_Task set_.
a) Revise the MadSci Network answer by writing out everything from "Date: Tue Nov" down to "are looking for." again, with "Staff Scientist" changed to "Research Scientist".
b) Pick up the MadSci Network answer after its final sentence and continue it.
Document section: Begin
MadSci Network: Cell Biology
Query:

Re: Why is it more efficient for a holocrine cell to die than use exocytosis?

Date: Tue Nov 4 10:52:11 2003
Posted By: Brian Foley, Molecular Genetics Staff Scientist
Area of science: Cell Biology
ID: 1065190328.Cb
Message:

Let me first say that I am not an expert at all on holocrine cells, so my answer might not be what you are looking for.

The short answer to your question is another question: Are you sure that cell death is in fact more efficient than exocytosis?

Holocrine cells are cells in glands that release hormones or other secretions when they die and break open. As far as I know there is no evidence that this process is more efficient than exporting hormones or other secretions via exocytosis. I assume that you got the idea that it was more efficient because you have the idea that life always evolves to the "most fit" and/or "most efficient" state possible. This is not the case, there are seemingly infinite numbers of examples of very unfit and/or ineficient systems in biology. Darwin's sound byte should have been "elimination of the weakest" rather than "survival of the fittest", or as Richard Dawkins has stated: "survival of the survivors".

Systems that work tend to survive, whether or not they work "optimally" or "most efficienctly". All living organisms are complex combinations of many different systems, and only through genetic recombinations (primarily reassortment of chromosomes during sexual reproduction, but also including gene transduction by phages and viruses, and other mechanisms of DNA exchange) can one system be exchanged for another. For example wolves don't breed with bears, so there is no chance of wolves inheriting all of the systems involved in hibernation.

At the cellular level, similar principles apply. A gland that produces a secretions by cell death can't somehow observe that another gland produces its secretions by exocytosis and convert to using exocytosis itself. Glands that produce excretions via cell death probably did not evolve from the type of cell that has an exocytosis pathway "turned on". All cells in an organism carry the full genetic code, and thus the potential for turning on any such pathway seems to be present. However, the developmental process that differentiates different cell types seems to be quite irreversible in most cases.
Document section: End
Extracted records: Begin
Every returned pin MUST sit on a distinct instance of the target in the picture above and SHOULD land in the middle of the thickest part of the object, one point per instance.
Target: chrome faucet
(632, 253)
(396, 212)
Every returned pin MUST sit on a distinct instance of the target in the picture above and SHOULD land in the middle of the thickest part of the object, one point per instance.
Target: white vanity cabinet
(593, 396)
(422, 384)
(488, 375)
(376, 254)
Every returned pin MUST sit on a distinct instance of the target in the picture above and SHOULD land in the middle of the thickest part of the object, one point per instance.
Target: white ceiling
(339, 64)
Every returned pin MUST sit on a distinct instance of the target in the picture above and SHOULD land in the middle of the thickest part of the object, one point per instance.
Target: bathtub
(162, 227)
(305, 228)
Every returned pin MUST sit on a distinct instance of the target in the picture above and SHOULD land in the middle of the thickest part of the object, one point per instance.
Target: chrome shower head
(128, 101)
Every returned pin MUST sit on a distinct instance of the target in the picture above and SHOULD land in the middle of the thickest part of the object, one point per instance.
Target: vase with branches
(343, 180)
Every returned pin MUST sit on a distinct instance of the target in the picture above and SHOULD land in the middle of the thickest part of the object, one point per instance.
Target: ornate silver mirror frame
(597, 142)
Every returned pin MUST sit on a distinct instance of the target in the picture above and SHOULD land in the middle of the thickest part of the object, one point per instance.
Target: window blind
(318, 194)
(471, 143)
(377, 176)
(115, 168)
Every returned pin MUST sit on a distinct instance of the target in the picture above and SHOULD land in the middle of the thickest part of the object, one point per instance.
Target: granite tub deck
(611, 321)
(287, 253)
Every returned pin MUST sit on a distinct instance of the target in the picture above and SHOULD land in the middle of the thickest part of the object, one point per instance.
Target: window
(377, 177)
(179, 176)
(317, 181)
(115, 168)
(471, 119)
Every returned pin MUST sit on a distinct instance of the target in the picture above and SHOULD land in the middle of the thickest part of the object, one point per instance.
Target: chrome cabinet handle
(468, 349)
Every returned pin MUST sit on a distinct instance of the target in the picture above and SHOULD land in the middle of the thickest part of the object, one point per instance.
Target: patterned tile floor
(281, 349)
Extracted records: End
_Exercise answers_.
a)
Date: Tue Nov 4 10:52:11 2003
Posted By: Brian Foley, Molecular Genetics Research Scientist
Area of science: Cell Biology
ID: 1065190328.Cb
Message:

Let me first say that I am not an expert at all on holocrine cells, so my answer might not be what you are looking for.

b)
Very early in the development of a fertilized egg, some type of genetic "switching mechanism" begins in sequential order. An early switch forms 3 main types of cells: endoderm, mesoderm, ectoderm. Later each of these main types of cell will be switched into sub-specialties. For example, some nerve cells will on the track to become brain tissue, while other never cells will be on the track to become nerves that control muscle contraction. "Glands" are defined as any tissue that secretes something. Examples are sweat glands, mammary glands, pituitary glands, salivary glands, etc...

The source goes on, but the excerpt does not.